━━━━━ DOCUMENT EXTRACT ━━━━━

# One Shot Charters, 2014 pics



## sniperpeeps (Mar 5, 2011)

Well the season is about done for me, will probably have a couple more fun bottom fishing trips over the next week or two and then it will be full bore flounder fishing. Figured I would post a few of the best pictures from this past season. I was fortunate to have some awesome customers, friends, and family to fish with this past year. The season certainly exceeded my expectations and I am already looking forward to next year!


----------



## sniperpeeps (Mar 5, 2011)

More


----------



## sniperpeeps (Mar 5, 2011)

more


----------



## JD7.62 (Feb 13, 2008)

You killed it this year man! If 2014 was any indication of where youre going, 2015 should be awesome!


----------



## tbaxl (Mar 13, 2013)

Looks like you had a good season, and some very happy customers.


----------



## Tim_G (Feb 22, 2008)

This has been an odd year for fishing; difficult at times. Congrats on many successful trips! Thanks for sharing the photos.


----------



## Joerob5 (Feb 5, 2010)

I'm looking forward to some flounder fishing!


----------



## jcasey (Oct 12, 2007)

Very nice.. Looks like you have a few grouper spots, and that is an awesome YFT !


----------



## Chapman5011 (Mar 7, 2013)

Nice job putting your customers on the fish


----------



## Five Prongs Of Fury (Apr 15, 2008)

Lots of happy customers!!!


----------



## Ptpainton (Feb 16, 2013)

*Great Job*

Any day I can spend with my son's is a good one but the day we went out and caught all those Snapper won't be forgotten anytime soon! Time is limited youngsters make the most of it with those kids:thumbsup: I wish you the best next season Adam.


----------



## WhyMe (Apr 21, 2013)

Great job.
Whyme 
Mako My Dayo


----------



## Chris V (Oct 18, 2007)

Only your second season and you slammed 'em! Great job Capt, I hope I can make a few more trips with you next year.


----------



## panhandleslim (Jan 11, 2013)

You put some huge smiles on some people's faces.


----------



## Fielro (Jun 4, 2012)

Great trips Captain. Congrats


----------



## Mark Collins (Dec 27, 2012)

Awesome Job Captain :thumbup:


----------



## sniperpeeps (Mar 5, 2011)

━━━━━ GIVEN INFORMATION ━━━━━

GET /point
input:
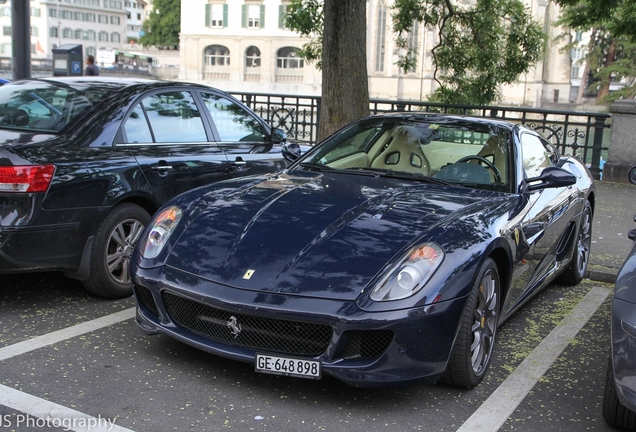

━━━━━

[TASKS TO CARRY OUT]
(1) List every kind of fish named in the fishing charter thread.
(2) In the fishing charter thread, what does sniperpeeps plan to do once the remaining bottom fishing trips are over?

[EXPECTED ANSWERS]
(1) flounder, grouper, YFT, Snapper

(2) Go full bore flounder fishing.